GOAL: Give a verbatim quotation of every record.

**** RECORD LIST ****

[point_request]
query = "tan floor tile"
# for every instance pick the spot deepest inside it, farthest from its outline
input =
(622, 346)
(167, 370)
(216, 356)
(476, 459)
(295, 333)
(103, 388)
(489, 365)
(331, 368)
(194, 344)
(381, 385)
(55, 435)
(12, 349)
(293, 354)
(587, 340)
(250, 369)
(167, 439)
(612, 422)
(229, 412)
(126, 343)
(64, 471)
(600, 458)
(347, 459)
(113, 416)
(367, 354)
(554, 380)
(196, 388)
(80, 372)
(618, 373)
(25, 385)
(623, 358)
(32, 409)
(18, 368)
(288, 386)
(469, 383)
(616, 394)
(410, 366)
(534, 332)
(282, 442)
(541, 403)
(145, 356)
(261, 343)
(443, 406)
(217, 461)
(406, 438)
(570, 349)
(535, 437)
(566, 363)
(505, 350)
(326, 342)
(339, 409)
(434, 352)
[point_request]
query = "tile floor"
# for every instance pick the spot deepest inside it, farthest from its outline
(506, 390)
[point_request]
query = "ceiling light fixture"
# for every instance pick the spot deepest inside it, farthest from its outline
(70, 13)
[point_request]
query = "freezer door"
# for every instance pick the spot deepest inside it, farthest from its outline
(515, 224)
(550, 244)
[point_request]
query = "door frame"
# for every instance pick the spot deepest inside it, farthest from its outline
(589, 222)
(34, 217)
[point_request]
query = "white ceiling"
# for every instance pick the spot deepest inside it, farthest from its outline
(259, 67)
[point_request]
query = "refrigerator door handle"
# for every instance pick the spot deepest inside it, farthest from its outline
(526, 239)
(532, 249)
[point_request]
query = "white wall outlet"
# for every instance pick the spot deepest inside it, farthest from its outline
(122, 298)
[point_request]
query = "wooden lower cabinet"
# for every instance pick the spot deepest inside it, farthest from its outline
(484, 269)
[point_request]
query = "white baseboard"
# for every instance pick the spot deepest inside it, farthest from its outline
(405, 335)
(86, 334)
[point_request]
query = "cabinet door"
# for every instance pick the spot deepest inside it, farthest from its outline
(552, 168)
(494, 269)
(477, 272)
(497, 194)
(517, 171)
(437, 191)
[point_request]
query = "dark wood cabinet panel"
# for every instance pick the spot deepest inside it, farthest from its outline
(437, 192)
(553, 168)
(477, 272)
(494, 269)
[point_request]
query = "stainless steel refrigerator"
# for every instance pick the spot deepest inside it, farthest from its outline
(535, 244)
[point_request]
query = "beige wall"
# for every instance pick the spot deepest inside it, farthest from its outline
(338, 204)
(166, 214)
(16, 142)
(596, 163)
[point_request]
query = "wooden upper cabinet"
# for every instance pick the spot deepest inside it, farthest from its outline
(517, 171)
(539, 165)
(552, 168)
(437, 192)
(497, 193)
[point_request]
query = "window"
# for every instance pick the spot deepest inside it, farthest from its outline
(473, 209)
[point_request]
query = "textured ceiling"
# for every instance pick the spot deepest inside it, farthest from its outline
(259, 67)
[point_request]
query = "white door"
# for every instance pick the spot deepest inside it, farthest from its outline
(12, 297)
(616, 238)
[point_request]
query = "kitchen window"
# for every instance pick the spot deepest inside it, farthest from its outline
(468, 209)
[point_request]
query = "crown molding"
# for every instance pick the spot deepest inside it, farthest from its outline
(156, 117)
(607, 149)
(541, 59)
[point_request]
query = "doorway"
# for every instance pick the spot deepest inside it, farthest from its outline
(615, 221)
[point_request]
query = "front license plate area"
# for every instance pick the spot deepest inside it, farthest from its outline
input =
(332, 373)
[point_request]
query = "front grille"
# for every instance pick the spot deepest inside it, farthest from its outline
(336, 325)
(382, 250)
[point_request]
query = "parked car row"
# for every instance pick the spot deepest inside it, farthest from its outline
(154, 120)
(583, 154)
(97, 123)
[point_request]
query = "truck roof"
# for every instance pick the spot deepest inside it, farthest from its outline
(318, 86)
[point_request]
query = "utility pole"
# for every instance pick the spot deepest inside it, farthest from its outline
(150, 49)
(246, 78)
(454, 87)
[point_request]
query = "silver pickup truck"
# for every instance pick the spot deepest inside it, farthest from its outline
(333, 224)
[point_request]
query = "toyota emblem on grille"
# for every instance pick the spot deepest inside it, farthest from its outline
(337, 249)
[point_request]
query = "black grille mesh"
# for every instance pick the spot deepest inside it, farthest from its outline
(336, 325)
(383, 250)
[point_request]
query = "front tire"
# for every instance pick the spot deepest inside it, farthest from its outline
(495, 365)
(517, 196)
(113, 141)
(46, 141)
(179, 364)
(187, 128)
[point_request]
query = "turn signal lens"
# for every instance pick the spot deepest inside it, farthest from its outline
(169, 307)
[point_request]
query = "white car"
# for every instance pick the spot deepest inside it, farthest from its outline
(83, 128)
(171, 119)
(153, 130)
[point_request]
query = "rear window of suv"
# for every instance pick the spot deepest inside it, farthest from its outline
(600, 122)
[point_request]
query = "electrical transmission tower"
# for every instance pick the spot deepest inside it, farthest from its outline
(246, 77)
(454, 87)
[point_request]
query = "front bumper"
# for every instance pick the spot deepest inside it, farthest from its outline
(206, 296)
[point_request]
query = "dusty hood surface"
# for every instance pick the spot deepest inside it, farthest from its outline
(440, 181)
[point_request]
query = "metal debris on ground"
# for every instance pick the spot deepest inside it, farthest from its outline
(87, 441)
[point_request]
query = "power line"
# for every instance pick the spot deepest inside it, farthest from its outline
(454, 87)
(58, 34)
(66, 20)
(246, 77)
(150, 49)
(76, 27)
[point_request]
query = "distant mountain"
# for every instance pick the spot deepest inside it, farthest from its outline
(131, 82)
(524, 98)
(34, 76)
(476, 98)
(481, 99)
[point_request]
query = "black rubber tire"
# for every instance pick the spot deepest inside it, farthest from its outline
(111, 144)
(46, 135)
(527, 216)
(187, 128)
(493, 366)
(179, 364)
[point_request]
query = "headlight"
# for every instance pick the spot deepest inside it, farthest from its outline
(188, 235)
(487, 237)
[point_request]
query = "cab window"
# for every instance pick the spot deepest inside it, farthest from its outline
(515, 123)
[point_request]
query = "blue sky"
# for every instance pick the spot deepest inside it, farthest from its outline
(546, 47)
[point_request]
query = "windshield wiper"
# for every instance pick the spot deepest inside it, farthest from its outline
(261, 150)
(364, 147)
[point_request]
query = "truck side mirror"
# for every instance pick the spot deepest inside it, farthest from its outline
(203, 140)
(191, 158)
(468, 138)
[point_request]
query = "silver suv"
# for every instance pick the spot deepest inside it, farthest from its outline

****

WORKED SOLUTION:
[point_request]
query = "tan floor tile"
# for every instance pick the spot deepest inside it, farthest from its outline
input =
(622, 346)
(167, 370)
(216, 356)
(476, 459)
(295, 333)
(103, 388)
(489, 365)
(331, 368)
(194, 344)
(381, 385)
(55, 435)
(12, 349)
(293, 354)
(587, 340)
(250, 369)
(167, 439)
(612, 422)
(229, 412)
(126, 343)
(64, 471)
(600, 458)
(347, 459)
(113, 416)
(367, 354)
(554, 380)
(196, 388)
(80, 372)
(618, 373)
(25, 385)
(623, 358)
(32, 409)
(18, 368)
(288, 386)
(469, 383)
(616, 394)
(410, 366)
(534, 332)
(282, 442)
(541, 403)
(145, 356)
(261, 343)
(443, 406)
(217, 461)
(406, 438)
(570, 349)
(535, 437)
(566, 363)
(505, 350)
(326, 342)
(339, 409)
(434, 352)
[point_request]
query = "tile floor"
# for every instance pick the spot deepest inside it, farthest from its outline
(506, 390)
[point_request]
query = "ceiling light fixture"
# for every instance pick the spot deepest inside it, farthest from its outline
(70, 13)
[point_request]
query = "freezer door"
# for every instance pick the spot deepest inside it, farthest from its outline
(515, 224)
(550, 244)
[point_request]
query = "door frame"
# for every instance pick the spot deepest inside it, farthest from its outline
(589, 222)
(34, 217)
[point_request]
query = "white ceiling"
# for every instance pick the spot deepest inside it, farthest from its outline
(259, 67)
[point_request]
query = "refrigerator door handle"
# for every instance pick the spot deepest inside it, farthest from its outline
(526, 239)
(532, 249)
[point_request]
query = "white wall outlet"
# for every instance pick the spot deepest inside it, farthest from its outline
(122, 298)
[point_request]
query = "wooden lower cabinet"
# for every instance pick the spot deepest inside it, farthest from its outline
(484, 269)
[point_request]
query = "white baseboard"
# for every instance pick the spot deepest inside it, farthest from its outline
(405, 335)
(86, 334)
[point_request]
query = "cabinet door"
# for every instance pick the spot deepest inside it, farthest from its outline
(552, 168)
(494, 269)
(477, 272)
(497, 194)
(517, 171)
(437, 191)
[point_request]
query = "dark wood cabinet panel"
# for every instance pick the spot deepest inside it, farthest from its outline
(437, 192)
(553, 168)
(477, 272)
(494, 269)
[point_request]
query = "stainless steel refrigerator"
# for every instance pick the spot deepest inside it, farthest from its outline
(535, 244)
[point_request]
query = "beige wall"
# for every instance pick the spot deepest inside it, farthest from its outline
(338, 204)
(166, 214)
(16, 142)
(596, 163)
[point_request]
query = "wooden upper cabinet"
# for every instance pick the spot deepest inside it, farthest from its outline
(517, 171)
(539, 165)
(552, 168)
(437, 192)
(497, 193)
[point_request]
query = "window"
# for every instance pick the spot deepest inside it, farthest from its outline
(473, 209)
[point_request]
query = "textured ceiling"
# for every instance pick the spot deepest inside it, farthest from its outline
(259, 67)
[point_request]
query = "white door"
# for every instance pick the spot deepest inside it, farthest from its outline
(12, 297)
(616, 238)
[point_request]
query = "kitchen window"
# for every instance pick the spot deepest inside it, farthest from its outline
(468, 209)
[point_request]
query = "crown molding"
# for every instance pick the spot deepest inside it, farthest from its outline
(156, 117)
(607, 149)
(541, 59)
[point_request]
query = "doorway"
# for every instance pick the spot deepest inside it, farthest from its outline
(615, 221)
[point_request]
query = "front license plate area"
# for every instance pick the spot deepest inside it, farthest from its outline
input =
(332, 373)
[point_request]
query = "front grille"
# for every instance pick the spot deepest inside it, farthest from its outline
(336, 325)
(382, 250)
[point_request]
query = "parked car row"
# for every instance pick the spot deepest inside it, farthest from its outline
(154, 120)
(583, 154)
(97, 123)
[point_request]
query = "truck roof"
# for every instance pick the spot deepest inside it, farthest from its outline
(318, 86)
[point_request]
query = "utility pole"
# for every instance pick the spot deepest inside it, farthest from its outline
(150, 49)
(246, 78)
(454, 87)
[point_request]
query = "silver pickup truck"
# for every instance pick the spot deepest inside it, farthest from its outline
(333, 224)
[point_request]
query = "toyota emblem on grille"
# for every instance pick the spot deepest inside it, farthest from its outline
(337, 249)
[point_request]
query = "black grille mesh"
# for every instance pick the spot deepest inside it, farthest from its outline
(336, 325)
(383, 250)
[point_request]
query = "front tire"
# for every instance pick the spot deepest inside it, farthest from its outline
(495, 365)
(517, 196)
(113, 141)
(46, 141)
(179, 364)
(187, 128)
[point_request]
query = "turn signal lens"
# for every instance pick the spot deepest inside it, farthest from its outline
(169, 307)
[point_request]
query = "white car"
# for every instance pick the spot deepest inside it, farthest from its outline
(83, 128)
(171, 119)
(153, 130)
[point_request]
query = "rear window of suv"
# for every instance pick the spot deepest inside it, farthest from its outline
(600, 122)
[point_request]
query = "electrical transmission tower"
# for every instance pick the spot deepest inside it, farthest from its outline
(246, 77)
(454, 87)
[point_request]
query = "front bumper"
# for every instance pick the spot deepest inside it, farthest from its outline
(206, 296)
[point_request]
query = "dusty hood surface"
# for every instance pick the spot deepest inside it, farthest from its outline
(440, 181)
[point_request]
query = "metal debris on ground"
# for every instance pick the spot deepest inside it, farthest from its outline
(87, 441)
[point_request]
query = "power line"
# for every instance pick the spot deepest inside it, farthest from its outline
(454, 87)
(58, 34)
(66, 20)
(246, 77)
(150, 49)
(76, 27)
[point_request]
query = "distant mountain"
# for every instance pick the spot deepest inside it, farthest from its outline
(131, 82)
(524, 98)
(34, 76)
(476, 98)
(481, 99)
[point_request]
query = "black rubber tire"
# for every instance pick the spot deepest inside it, farthest from its outline
(111, 144)
(46, 135)
(527, 216)
(187, 128)
(493, 366)
(179, 364)
[point_request]
query = "headlight"
# for every instance pick the spot deepest inside it, farthest from its outline
(188, 235)
(487, 237)
[point_request]
query = "cab window"
# for every instance pick the spot deepest inside it, farthest from its outline
(515, 123)
[point_request]
query = "blue sky"
# for every instance pick the spot deepest inside it, farthest from its outline
(546, 47)
[point_request]
query = "windshield wiper"
# for every instance pick the spot deepest inside it, farthest from its outline
(261, 150)
(364, 147)
[point_request]
query = "truck side mirror"
# for every instance pick the spot deepest inside it, farthest from its outline
(203, 140)
(191, 158)
(468, 138)
[point_request]
query = "silver suv"
# for every instance pick the spot deepest inside it, farthest from its outline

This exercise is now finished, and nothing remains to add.